*** Source
So my growing interest in trees is the trees’ sakes. But it also for our sakes. My discovery is not revolutionary, but feels so anyhow. It’s simply this: spiritually, we’re trees. We grow seasonally, too — spiritually speaking — and each season of flourishing is marked by another death, another dormancy, and then another resurrection.

As I have been learning about trees, I have become fascinated (though not enough to quit my day job) by a branch of science call dendrochronology. Dendrochronology combines history of climatology with botany. It is the study of history and climate change through the minute examination of annual growth patterns of trees in a given area. If the tree is still living, its growth is examined through core samples, a thin plug of half of a tree’s diameter. A special tool bores sidelong into the tree, right to the center of its trunk, through its heartwood to its pith, and then cleanly plucks a taper of the tree. The shaft shows the the tree’s ring stratum, its annual life and death cycle. If the tree is already cut down — maybe it’s used as the roof beam of a house or meeting hall — then it can be studied by making a clean crosscut at the timber’s end (though to preserve historic sites, core samples are also taken from deadwood).

Here’s how dendrochronology works. Each ring varies in width. The width is a clear indication of the growth rate in a given year. If the tree is still living, the age of the tree is easily calculated, just by counting the number of rings from the outer ring to the inner one. Then each ring can be dated. Ring 34, for example, would be, as I write, 1974. Suppose it is significantly thicker than the next two rings on either side of it, 1972 and 1973 and 1975 and 1976. It means that 1974 was much more favorable for growing than those other years, at least in the area the tree came from. That fact can be laid alongside other facts known about those years in that place: climate records, crop records, even things like electrical bills (more or less air conditioning or furnace heat in a given year), soft drink or sun tan lotion sales, all that.
******
Required work
In the passage on dendrochronology, how is the age of a still-living tree calculated?
*** Rows
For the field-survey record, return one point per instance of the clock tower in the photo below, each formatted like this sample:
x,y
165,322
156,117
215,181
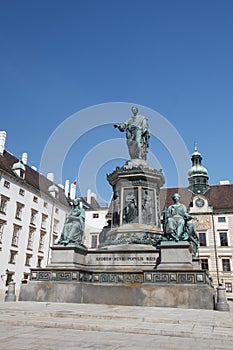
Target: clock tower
x,y
198,175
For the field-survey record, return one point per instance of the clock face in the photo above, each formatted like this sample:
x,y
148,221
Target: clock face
x,y
199,202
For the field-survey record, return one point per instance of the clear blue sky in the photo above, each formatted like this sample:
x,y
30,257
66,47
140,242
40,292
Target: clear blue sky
x,y
175,57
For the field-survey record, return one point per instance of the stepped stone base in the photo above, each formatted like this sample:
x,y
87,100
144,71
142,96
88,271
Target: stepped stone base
x,y
124,275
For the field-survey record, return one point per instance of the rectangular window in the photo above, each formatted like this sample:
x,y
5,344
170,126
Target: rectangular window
x,y
15,236
228,287
18,212
55,225
202,239
12,259
21,192
39,261
223,239
3,204
6,184
94,241
41,242
204,264
30,239
28,260
9,277
33,217
226,265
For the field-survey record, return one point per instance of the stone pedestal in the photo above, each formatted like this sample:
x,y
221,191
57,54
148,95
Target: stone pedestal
x,y
135,204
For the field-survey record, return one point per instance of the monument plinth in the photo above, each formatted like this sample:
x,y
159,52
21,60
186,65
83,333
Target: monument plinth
x,y
137,262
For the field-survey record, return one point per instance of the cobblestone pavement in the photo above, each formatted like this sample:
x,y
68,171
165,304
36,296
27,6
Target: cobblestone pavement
x,y
26,325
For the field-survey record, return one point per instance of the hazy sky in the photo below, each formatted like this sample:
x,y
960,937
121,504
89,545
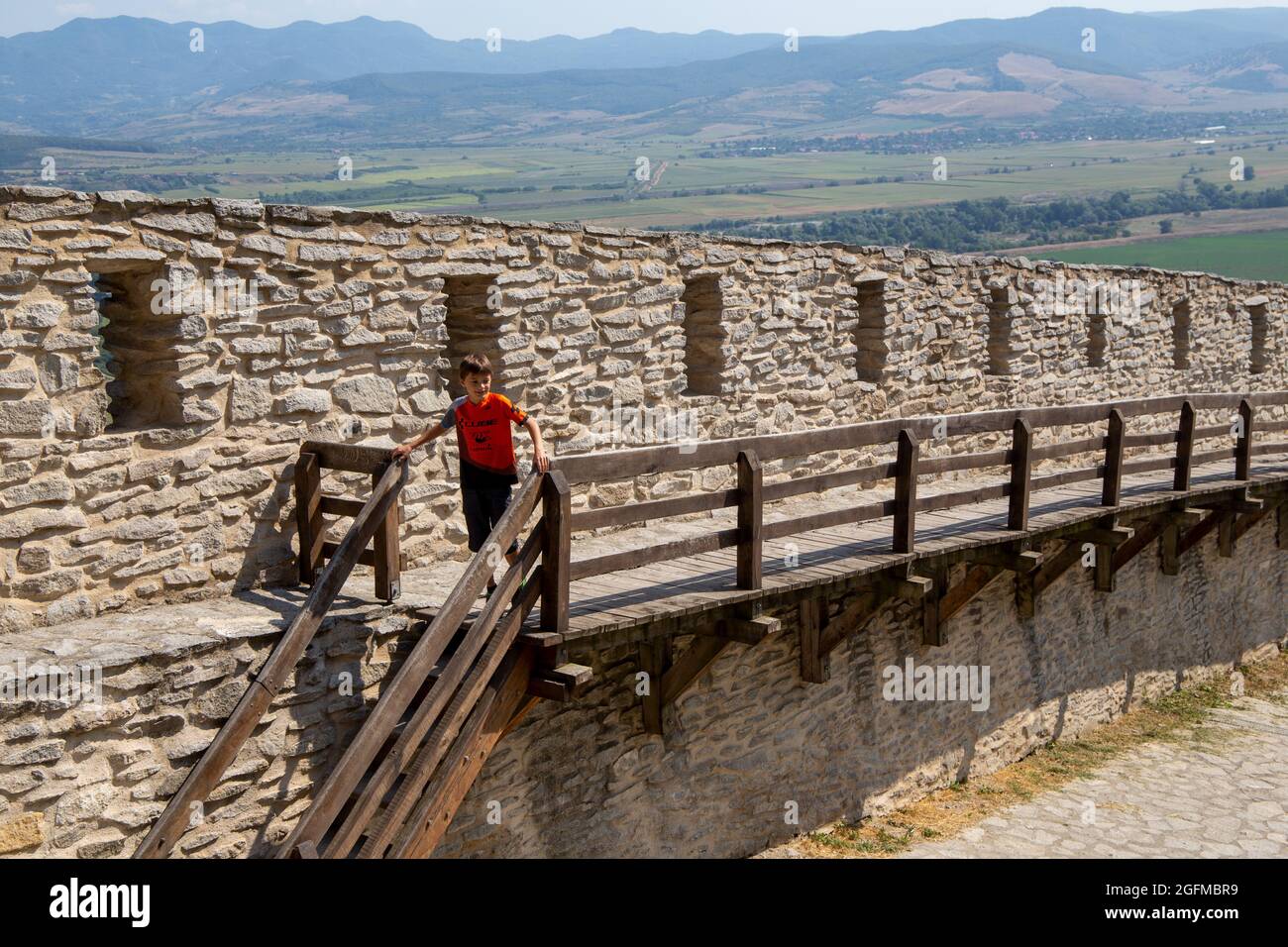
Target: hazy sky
x,y
527,20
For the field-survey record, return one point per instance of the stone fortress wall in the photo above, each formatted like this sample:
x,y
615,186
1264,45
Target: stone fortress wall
x,y
288,322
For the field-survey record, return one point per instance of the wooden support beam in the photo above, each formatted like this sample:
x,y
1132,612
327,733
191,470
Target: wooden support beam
x,y
906,492
368,557
690,667
516,718
1004,558
857,616
1170,549
557,554
960,595
1056,566
558,684
811,618
750,519
655,657
308,517
1237,501
1193,536
1140,540
385,553
1249,519
925,591
1225,534
1103,574
1112,536
1186,517
250,709
746,630
505,696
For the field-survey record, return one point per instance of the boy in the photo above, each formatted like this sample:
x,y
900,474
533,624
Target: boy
x,y
487,451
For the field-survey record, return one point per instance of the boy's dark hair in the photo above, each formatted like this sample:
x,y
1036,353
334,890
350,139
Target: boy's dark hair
x,y
476,364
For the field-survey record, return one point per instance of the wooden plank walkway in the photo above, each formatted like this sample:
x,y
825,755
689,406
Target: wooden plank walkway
x,y
686,586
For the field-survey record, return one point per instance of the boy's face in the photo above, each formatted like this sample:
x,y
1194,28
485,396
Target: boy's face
x,y
477,385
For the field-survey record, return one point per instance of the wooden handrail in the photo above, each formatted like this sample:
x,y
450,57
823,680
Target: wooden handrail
x,y
178,815
415,671
616,466
430,714
910,464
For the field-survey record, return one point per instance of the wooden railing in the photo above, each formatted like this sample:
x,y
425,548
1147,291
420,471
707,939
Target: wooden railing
x,y
906,436
393,791
450,718
375,517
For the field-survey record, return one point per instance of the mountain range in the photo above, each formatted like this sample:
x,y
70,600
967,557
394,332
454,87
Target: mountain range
x,y
389,81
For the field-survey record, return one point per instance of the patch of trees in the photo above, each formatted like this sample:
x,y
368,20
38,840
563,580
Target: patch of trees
******
Exercise solution
By counting the number of rings from the outer ring to the inner one.